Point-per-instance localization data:
= Beginning of Section =

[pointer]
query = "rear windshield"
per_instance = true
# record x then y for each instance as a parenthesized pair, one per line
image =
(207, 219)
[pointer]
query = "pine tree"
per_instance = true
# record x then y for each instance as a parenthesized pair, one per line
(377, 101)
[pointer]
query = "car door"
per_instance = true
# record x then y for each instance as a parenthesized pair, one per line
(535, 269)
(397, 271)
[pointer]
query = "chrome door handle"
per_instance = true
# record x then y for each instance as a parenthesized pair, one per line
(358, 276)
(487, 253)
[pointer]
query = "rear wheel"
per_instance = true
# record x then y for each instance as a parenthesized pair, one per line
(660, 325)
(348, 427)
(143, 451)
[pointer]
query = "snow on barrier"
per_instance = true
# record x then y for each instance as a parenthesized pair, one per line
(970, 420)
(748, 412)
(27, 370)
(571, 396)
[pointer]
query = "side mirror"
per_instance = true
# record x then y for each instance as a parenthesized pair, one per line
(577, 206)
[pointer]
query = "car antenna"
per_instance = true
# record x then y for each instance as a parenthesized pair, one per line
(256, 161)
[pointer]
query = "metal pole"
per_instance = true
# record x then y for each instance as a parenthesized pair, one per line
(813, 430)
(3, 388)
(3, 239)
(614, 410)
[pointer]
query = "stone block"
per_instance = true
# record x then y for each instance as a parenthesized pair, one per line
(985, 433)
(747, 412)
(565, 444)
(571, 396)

= End of Section =

> _EXERCISE_
Restate the entries above. Match them exactly.

> _EXERCISE OUTPUT_
[pointer]
query = "rear windshield"
per_instance = true
# record x then y for each instance as a parenthesized pair, one per line
image =
(207, 219)
[pointer]
query = "pine tree"
per_instance = true
# record x then y for each instance as a parenthesized pair, one per line
(377, 101)
[pointer]
query = "car door"
per_instance = true
# record x then y for each instance as a parenthesized pair, one per line
(535, 269)
(397, 271)
[pointer]
query = "chrome door handle"
per_instance = true
# record x then y for each instance as a parenthesized pair, one per line
(358, 276)
(487, 253)
[pointer]
query = "rear wheel"
per_instance = true
# record x then y for each instance as a parenthesized pair, one per line
(660, 325)
(348, 427)
(143, 451)
[pointer]
query = "snow on barrier"
per_instance = true
# record x then y for each instance as a parenthesized pair, one per line
(970, 420)
(748, 412)
(27, 370)
(571, 396)
[pointer]
query = "side mirror"
per_instance = true
# record x then y for each instance as a parenthesized pair, one per line
(577, 206)
[pointer]
query = "car antenna"
per_instance = true
# record x then y for each instance as a parenthesized pair, one per line
(256, 161)
[pointer]
query = "metal pole"
per_instance = true
# record x then y for each instance as a parenthesized pair, one per line
(813, 430)
(3, 388)
(3, 239)
(614, 410)
[pointer]
query = "stone block"
per_instance = true
# record x then y for each instance as a parenthesized pair, one per line
(985, 433)
(747, 412)
(565, 444)
(571, 396)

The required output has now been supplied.